> [Source material]:
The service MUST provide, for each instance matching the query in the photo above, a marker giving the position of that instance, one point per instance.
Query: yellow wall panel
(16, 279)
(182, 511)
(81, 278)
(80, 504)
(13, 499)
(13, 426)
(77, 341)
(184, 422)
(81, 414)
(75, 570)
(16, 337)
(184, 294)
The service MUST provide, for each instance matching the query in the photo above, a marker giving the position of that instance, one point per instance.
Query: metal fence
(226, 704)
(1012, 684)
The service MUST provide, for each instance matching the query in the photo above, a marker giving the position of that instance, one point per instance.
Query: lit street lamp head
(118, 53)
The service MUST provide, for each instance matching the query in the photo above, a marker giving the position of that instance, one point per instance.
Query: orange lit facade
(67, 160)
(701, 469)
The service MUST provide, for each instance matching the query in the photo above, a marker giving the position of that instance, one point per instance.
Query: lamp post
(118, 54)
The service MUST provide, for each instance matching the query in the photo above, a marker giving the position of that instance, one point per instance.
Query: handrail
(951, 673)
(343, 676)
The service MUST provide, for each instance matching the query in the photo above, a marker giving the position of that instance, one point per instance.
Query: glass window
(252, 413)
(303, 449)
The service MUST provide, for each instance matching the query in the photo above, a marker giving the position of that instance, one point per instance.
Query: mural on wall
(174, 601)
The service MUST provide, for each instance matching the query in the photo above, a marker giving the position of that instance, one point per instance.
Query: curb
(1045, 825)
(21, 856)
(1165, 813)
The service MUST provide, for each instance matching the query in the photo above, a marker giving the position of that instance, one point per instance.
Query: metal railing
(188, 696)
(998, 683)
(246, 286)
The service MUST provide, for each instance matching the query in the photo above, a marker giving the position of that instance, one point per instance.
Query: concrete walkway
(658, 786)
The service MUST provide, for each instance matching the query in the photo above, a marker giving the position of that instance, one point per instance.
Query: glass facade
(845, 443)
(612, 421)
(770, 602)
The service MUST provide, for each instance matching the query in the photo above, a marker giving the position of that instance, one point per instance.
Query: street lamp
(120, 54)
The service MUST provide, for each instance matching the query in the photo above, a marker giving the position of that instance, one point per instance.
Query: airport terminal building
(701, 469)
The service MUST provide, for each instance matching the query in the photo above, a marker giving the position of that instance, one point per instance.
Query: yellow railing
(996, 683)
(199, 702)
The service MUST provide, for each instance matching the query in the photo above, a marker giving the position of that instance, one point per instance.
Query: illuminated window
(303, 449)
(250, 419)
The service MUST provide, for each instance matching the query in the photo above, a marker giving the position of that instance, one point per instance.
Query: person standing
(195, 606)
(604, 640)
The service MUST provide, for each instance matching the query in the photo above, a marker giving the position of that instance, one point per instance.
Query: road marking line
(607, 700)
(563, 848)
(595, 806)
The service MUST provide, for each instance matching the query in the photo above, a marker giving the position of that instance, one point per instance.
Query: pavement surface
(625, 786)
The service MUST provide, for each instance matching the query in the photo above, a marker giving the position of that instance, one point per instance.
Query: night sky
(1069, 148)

> [Exercise]: From the records above, extract every line exactly as it stands.

> [Solution below]:
The service MUST provide, for each instance matching the query in the photo above, a marker giving the position of that instance, one point per instance.
Query: yellow wall panel
(16, 279)
(182, 511)
(81, 278)
(80, 504)
(13, 499)
(13, 426)
(77, 341)
(184, 422)
(81, 414)
(75, 570)
(16, 337)
(184, 294)
The service MUST provide, for each instance matching the query in the photo above, a marker giving the position of that instance, one point per instance.
Query: metal fence
(226, 704)
(1012, 684)
The service MUST provide, for each instance matching the query in the photo above, a marker giving the position of that instance, one point per instance.
Query: lit street lamp head
(118, 53)
The service MUST provide, for each instance matching the query in the photo above, a marker giving the position of that instance, one point per instance.
Query: orange lit facade
(67, 160)
(701, 469)
The service MUST provide, for each instance matching the query in the photo above, a marker giving the position of that instance, one point per instance.
Query: lamp post
(118, 54)
The service MUST provide, for each instance matching the query in the photo above, a marker giving the position of that instance, one point per instance.
Query: handrail
(951, 673)
(343, 676)
The service MUST provide, for each instance matching the query in the photo above, a marker giving the position of that instance, one point per instance.
Query: glass window
(252, 413)
(303, 449)
The service MUST provide, for each instance matching the query in the photo above, a marker giving the position of that instance, one point per instance.
Query: mural on wall
(174, 601)
The service MUST provide, for each instance matching the query in the photo above, a marker giving the position of that instance, one point per instance.
Query: curb
(1045, 825)
(21, 856)
(1165, 813)
The service MUST provide, for each instance matching the query in the photo above, a marker giving the position of that instance, one point per instance.
Query: metal railing
(188, 696)
(998, 683)
(246, 286)
The service MUST provide, for each instance matching the query in the photo above, a marker giving the position of that instance, one point per instance.
Query: concrete walkway
(658, 786)
The service MUST provide, for each instance matching the query in the photo above, a marker giving the position of that instance, one point per instance.
Query: glass facade
(845, 443)
(612, 421)
(770, 602)
The service MUST provide, for each instance matching the query in the photo above, a marker giving the position of that instance, one point per instance.
Query: street lamp
(120, 54)
The service MUST provide, for each instance matching the query in the photo above, a marker giving the position of that instance, one point per instance.
Query: airport terminal building
(701, 469)
The service MUST provide, for each instance matching the query in the photo above, a marker giving the position of that instance, one point per instance.
Query: yellow railing
(996, 683)
(199, 702)
The service MUST provide, for each instance matching the query in the photo above, a marker giving the position of that instance, one point per instance.
Query: illuminated window
(303, 449)
(250, 419)
The service MUST provide, for each instance matching the query in the photo above, a marker giving the position of that instance, one point per instance.
Query: person standing
(195, 606)
(604, 640)
The service MUST provide, for each instance matching the query in the photo above, a marker giving the position of that instance, one point per instance.
Query: road marking line
(607, 700)
(563, 848)
(595, 806)
The service MUST provide, for each instance matching the query in the photo above, a marker giving the position of that instance, one point per instance.
Query: pavement surface
(625, 786)
The service MUST provide, for each instance matching the query in the photo above, a marker giving the position of that instance, one point per instance.
Query: night sky
(1069, 148)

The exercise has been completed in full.